++++ Entries shown ++++

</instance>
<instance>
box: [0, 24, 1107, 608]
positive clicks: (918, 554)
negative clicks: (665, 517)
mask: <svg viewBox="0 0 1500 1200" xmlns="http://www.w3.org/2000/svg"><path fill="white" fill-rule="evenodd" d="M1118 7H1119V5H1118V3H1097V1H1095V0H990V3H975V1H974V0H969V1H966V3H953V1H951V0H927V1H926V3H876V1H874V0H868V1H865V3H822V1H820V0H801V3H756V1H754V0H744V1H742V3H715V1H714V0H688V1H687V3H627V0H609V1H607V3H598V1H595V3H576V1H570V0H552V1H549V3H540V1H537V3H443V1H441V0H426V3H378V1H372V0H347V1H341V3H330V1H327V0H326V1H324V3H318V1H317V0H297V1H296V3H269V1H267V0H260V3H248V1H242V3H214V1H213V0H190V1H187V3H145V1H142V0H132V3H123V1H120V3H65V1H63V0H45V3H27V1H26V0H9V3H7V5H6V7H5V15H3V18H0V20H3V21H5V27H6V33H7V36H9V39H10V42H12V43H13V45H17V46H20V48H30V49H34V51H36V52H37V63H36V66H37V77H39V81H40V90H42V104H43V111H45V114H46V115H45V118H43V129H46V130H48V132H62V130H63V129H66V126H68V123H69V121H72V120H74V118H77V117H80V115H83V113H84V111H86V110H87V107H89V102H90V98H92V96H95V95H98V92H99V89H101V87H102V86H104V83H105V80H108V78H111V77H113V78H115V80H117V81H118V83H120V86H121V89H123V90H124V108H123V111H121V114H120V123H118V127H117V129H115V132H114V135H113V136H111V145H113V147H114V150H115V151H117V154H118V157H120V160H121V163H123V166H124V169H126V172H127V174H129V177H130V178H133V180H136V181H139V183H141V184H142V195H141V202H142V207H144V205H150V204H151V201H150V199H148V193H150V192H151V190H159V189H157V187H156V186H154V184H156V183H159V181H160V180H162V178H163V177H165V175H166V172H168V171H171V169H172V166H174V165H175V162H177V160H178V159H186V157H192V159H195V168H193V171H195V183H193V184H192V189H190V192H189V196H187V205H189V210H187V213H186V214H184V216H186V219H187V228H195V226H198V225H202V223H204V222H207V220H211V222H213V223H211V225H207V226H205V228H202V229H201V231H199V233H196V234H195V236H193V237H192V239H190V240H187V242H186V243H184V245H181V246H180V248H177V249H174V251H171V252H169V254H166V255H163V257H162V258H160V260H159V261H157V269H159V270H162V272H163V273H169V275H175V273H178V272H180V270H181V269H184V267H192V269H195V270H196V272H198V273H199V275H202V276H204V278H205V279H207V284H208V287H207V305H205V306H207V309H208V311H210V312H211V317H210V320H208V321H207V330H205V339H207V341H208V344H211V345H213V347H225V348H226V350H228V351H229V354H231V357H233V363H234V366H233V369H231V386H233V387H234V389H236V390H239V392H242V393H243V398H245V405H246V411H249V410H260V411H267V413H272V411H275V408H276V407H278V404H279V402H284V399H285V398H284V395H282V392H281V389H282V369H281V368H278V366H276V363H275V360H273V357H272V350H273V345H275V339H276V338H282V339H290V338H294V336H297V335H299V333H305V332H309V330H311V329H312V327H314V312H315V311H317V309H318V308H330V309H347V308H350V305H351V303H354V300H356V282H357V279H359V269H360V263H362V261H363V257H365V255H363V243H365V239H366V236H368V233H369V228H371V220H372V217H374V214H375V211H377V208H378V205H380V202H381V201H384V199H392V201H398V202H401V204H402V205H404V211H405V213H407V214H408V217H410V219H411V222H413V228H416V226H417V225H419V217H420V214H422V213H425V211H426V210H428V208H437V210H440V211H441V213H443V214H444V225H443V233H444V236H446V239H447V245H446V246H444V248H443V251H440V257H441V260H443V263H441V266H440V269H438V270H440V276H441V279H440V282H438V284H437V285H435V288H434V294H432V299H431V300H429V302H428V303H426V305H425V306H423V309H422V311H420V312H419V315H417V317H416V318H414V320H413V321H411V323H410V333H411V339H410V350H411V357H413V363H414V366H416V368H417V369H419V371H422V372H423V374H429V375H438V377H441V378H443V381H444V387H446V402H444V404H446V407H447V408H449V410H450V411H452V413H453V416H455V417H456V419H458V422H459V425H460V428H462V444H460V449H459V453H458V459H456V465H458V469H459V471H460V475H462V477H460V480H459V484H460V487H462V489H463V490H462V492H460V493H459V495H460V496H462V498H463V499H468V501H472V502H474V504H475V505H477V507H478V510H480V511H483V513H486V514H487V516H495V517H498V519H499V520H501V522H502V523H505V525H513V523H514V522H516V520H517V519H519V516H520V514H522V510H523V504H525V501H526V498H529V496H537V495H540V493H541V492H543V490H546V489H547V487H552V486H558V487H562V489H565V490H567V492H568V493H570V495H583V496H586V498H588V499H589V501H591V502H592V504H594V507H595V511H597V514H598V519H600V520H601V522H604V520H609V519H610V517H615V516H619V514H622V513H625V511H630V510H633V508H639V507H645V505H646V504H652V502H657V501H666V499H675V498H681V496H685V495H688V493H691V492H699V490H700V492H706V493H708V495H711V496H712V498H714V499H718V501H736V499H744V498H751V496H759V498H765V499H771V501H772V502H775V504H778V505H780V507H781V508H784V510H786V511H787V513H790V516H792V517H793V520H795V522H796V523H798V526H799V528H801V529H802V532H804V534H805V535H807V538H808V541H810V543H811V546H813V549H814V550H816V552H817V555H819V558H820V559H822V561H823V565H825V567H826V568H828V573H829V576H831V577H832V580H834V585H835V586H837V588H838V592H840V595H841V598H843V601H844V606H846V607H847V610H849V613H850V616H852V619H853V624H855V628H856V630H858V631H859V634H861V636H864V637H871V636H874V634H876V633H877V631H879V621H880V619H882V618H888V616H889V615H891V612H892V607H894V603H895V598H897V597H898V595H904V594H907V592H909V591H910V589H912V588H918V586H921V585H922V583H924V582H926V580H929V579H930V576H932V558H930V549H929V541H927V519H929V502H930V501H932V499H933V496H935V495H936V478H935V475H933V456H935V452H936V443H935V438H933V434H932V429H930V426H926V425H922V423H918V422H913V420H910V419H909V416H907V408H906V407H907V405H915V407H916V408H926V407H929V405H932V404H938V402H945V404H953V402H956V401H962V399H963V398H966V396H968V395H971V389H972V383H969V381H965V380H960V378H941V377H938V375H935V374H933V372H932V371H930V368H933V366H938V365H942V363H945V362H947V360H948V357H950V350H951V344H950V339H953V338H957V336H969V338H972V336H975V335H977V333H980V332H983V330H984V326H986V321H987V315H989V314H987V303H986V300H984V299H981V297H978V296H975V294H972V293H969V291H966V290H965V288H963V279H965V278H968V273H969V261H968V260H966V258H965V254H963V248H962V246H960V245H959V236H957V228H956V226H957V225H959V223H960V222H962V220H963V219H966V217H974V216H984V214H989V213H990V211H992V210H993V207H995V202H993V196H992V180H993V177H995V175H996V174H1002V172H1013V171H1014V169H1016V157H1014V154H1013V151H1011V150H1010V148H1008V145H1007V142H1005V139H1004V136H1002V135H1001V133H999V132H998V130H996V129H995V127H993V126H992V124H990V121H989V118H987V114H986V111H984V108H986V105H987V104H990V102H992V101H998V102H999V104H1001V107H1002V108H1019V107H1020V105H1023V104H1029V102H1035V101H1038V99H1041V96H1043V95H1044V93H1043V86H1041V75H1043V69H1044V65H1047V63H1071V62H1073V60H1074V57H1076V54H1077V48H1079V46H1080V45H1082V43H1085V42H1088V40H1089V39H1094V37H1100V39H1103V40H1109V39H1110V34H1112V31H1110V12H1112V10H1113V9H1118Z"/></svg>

++++

The problem >>
Write the material above out again, exactly as it reads.

Task solution >>
</instance>
<instance>
box: [0, 24, 1107, 608]
positive clicks: (918, 554)
negative clicks: (665, 517)
mask: <svg viewBox="0 0 1500 1200" xmlns="http://www.w3.org/2000/svg"><path fill="white" fill-rule="evenodd" d="M1118 7H1119V5H1118V3H1097V1H1095V0H990V3H975V1H974V0H969V1H966V3H953V1H951V0H927V1H926V3H876V1H874V0H868V1H865V3H822V1H820V0H801V3H756V1H754V0H744V1H742V3H715V1H714V0H688V1H687V3H627V0H609V1H607V3H598V1H595V3H576V1H570V0H552V1H549V3H540V1H537V3H443V1H441V0H426V3H378V1H372V0H347V1H341V3H330V1H327V0H326V1H324V3H318V1H317V0H297V1H296V3H269V1H267V0H260V3H248V1H242V3H214V1H213V0H190V1H187V3H145V1H142V0H132V3H123V1H120V3H65V1H63V0H45V3H27V1H26V0H9V3H7V5H6V7H5V15H3V18H0V20H3V21H5V27H6V33H7V36H9V39H10V42H12V43H13V45H17V46H20V48H30V49H34V51H36V52H37V63H36V66H37V77H39V81H40V90H42V104H43V111H45V114H46V115H45V118H43V129H46V130H48V132H62V130H63V129H66V126H68V123H69V121H72V120H74V118H77V117H80V115H83V113H84V111H86V110H87V107H89V102H90V98H92V96H95V95H98V92H99V89H101V87H102V86H104V83H105V80H108V78H111V77H113V78H115V80H117V81H118V83H120V86H121V89H123V90H124V108H123V111H121V114H120V123H118V127H117V129H115V132H114V135H113V136H111V145H113V147H114V150H115V151H117V154H118V157H120V160H121V163H123V166H124V169H126V172H127V174H129V177H130V178H133V180H136V181H139V183H141V184H142V195H141V202H142V207H144V205H150V204H151V201H150V199H148V193H150V192H151V190H159V189H157V187H156V186H154V184H156V183H159V181H160V180H162V178H163V177H165V175H166V172H168V171H171V169H172V166H174V165H175V162H177V160H178V159H186V157H192V159H195V168H193V171H195V183H193V184H192V189H190V192H189V196H187V205H189V210H187V213H186V214H184V216H186V219H187V228H195V226H198V225H202V223H204V222H207V220H211V222H213V223H211V225H207V226H205V228H202V229H201V231H199V233H196V234H195V236H193V237H192V239H190V240H187V242H186V243H184V245H181V246H180V248H177V249H174V251H171V252H169V254H166V255H163V257H162V258H160V260H159V261H157V269H159V270H162V272H163V273H169V275H175V273H178V272H180V270H181V269H184V267H192V269H195V270H196V272H198V273H199V275H202V276H204V278H205V279H207V284H208V287H207V305H205V306H207V309H208V311H210V312H211V317H210V320H208V321H207V330H205V339H207V341H208V344H211V345H213V347H225V348H226V350H228V351H229V354H231V357H233V363H234V366H233V369H231V386H233V387H234V389H236V390H239V392H242V393H243V398H245V405H246V411H249V410H260V411H267V413H272V411H275V408H276V407H278V404H279V402H284V399H285V398H284V395H282V392H281V389H282V369H281V368H278V366H276V363H275V360H273V357H272V350H273V345H275V339H276V338H282V339H290V338H294V336H297V335H299V333H305V332H309V330H311V329H312V327H314V312H315V311H317V309H318V308H330V309H347V308H350V305H351V303H354V300H356V282H357V279H359V269H360V263H362V261H363V257H365V255H363V243H365V239H366V236H368V233H369V228H371V220H372V217H374V214H375V211H377V208H378V205H380V202H381V201H384V199H392V201H398V202H401V204H402V205H404V211H405V213H407V214H408V217H410V219H411V222H413V228H416V226H417V225H419V217H420V214H422V213H425V211H426V210H428V208H437V210H440V211H441V213H443V214H444V225H443V233H444V236H446V239H447V245H446V246H444V248H443V251H440V257H441V260H443V263H441V266H440V269H438V270H440V276H441V279H440V282H438V284H437V285H435V288H434V294H432V299H431V300H429V302H428V303H426V305H425V306H423V309H422V311H420V312H419V315H417V317H416V318H414V320H413V321H411V323H410V333H411V339H410V350H411V357H413V363H414V366H416V368H417V369H419V371H422V372H423V374H429V375H438V377H441V378H443V381H444V387H446V402H444V404H446V407H447V408H449V410H450V411H452V413H453V416H455V417H456V419H458V422H459V425H460V428H462V444H460V449H459V453H458V459H456V465H458V469H459V471H460V475H462V477H460V480H459V484H460V487H462V489H463V490H462V492H460V493H459V495H460V496H462V498H463V499H468V501H472V502H474V504H475V505H477V507H478V510H480V511H483V513H486V514H487V516H495V517H498V519H499V520H501V522H502V523H505V525H513V523H514V522H516V520H517V519H519V516H520V514H522V510H523V504H525V501H526V498H529V496H537V495H540V493H541V492H543V490H546V489H547V487H552V486H558V487H562V489H565V490H567V492H568V493H570V495H583V496H586V498H588V499H589V501H591V502H592V504H594V507H595V511H597V514H598V519H600V520H601V522H604V520H609V519H610V517H615V516H619V514H622V513H625V511H630V510H633V508H639V507H645V505H646V504H652V502H657V501H666V499H675V498H681V496H685V495H688V493H691V492H699V490H700V492H706V493H708V495H711V496H712V498H714V499H718V501H736V499H744V498H751V496H759V498H765V499H771V501H772V502H775V504H778V505H780V507H781V508H784V510H786V511H787V513H790V516H792V517H793V520H795V522H796V523H798V526H799V528H801V529H802V532H804V534H805V535H807V538H808V541H810V543H811V546H813V549H814V550H816V552H817V555H819V558H820V559H822V561H823V565H825V567H826V568H828V573H829V576H831V577H832V580H834V585H835V586H837V588H838V592H840V595H841V598H843V601H844V606H846V607H847V610H849V613H850V616H852V619H853V624H855V628H856V630H858V631H859V634H861V636H864V637H871V636H874V634H876V633H877V631H879V621H880V619H882V618H888V616H889V615H891V612H892V607H894V603H895V598H897V597H898V595H904V594H907V592H909V591H910V589H912V588H918V586H921V585H922V583H924V582H926V580H929V579H930V576H932V558H930V549H929V541H927V519H929V502H930V501H932V499H933V496H935V495H936V478H935V475H933V456H935V452H936V443H935V438H933V434H932V429H930V426H926V425H922V423H918V422H913V420H910V419H909V416H907V408H906V407H907V405H915V407H916V408H926V407H929V405H932V404H938V402H945V404H953V402H956V401H962V399H963V398H966V396H968V395H971V389H972V383H969V381H965V380H960V378H941V377H938V375H935V374H933V372H932V371H930V368H933V366H938V365H942V363H945V362H947V360H948V357H950V350H951V344H950V339H953V338H957V336H969V338H972V336H975V335H977V333H980V332H983V330H984V326H986V321H987V315H989V314H987V303H986V300H984V299H981V297H978V296H975V294H972V293H969V291H966V290H965V288H963V279H965V278H968V273H969V261H968V260H966V258H965V254H963V248H962V246H960V245H959V236H957V228H956V226H957V225H959V223H960V222H962V220H963V219H966V217H974V216H984V214H989V213H990V211H992V210H993V207H995V202H993V196H992V180H993V177H995V175H996V174H1002V172H1013V171H1014V169H1016V157H1014V154H1013V151H1011V150H1010V148H1008V145H1007V142H1005V139H1004V136H1002V135H1001V133H999V132H998V130H996V129H995V127H993V126H992V124H990V121H989V118H987V114H986V111H984V108H986V105H987V104H990V102H992V101H998V102H999V104H1001V107H1002V108H1019V107H1020V105H1023V104H1029V102H1035V101H1038V99H1041V96H1043V95H1044V93H1043V86H1041V75H1043V69H1044V65H1047V63H1071V62H1073V60H1074V57H1076V54H1077V48H1079V46H1080V45H1082V43H1085V42H1088V40H1089V39H1094V37H1100V39H1103V40H1109V39H1110V34H1112V31H1110V12H1112V10H1113V9H1118Z"/></svg>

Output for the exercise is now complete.